*Exercise task*: Identify each line in the data below that contains the string "sign", and copy every such line in full. The match is case-sensitive.

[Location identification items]
-- -- --

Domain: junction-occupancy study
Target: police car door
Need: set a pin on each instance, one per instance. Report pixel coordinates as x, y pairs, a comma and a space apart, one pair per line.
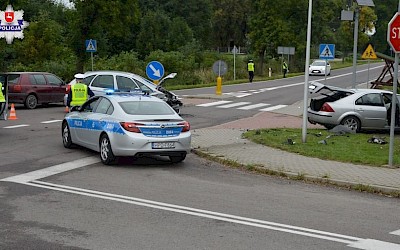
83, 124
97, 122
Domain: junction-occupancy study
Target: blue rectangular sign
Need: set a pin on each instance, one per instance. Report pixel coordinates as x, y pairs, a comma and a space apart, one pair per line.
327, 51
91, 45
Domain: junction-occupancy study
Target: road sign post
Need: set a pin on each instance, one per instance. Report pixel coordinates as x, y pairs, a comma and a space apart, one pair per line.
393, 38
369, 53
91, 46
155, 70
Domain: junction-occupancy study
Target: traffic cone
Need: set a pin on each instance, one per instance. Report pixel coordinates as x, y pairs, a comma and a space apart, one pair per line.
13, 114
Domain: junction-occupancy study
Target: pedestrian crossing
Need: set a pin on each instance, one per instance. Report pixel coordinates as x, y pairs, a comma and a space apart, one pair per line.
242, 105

-- -- --

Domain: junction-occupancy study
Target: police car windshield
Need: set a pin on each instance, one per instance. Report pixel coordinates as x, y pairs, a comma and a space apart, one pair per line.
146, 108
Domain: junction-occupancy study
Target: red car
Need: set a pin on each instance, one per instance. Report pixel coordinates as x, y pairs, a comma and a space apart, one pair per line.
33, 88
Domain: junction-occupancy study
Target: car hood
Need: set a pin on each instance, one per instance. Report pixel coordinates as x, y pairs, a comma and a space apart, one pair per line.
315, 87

-- -- --

*Exercise result*:
Target: blue rectangular sign
Target: road sign post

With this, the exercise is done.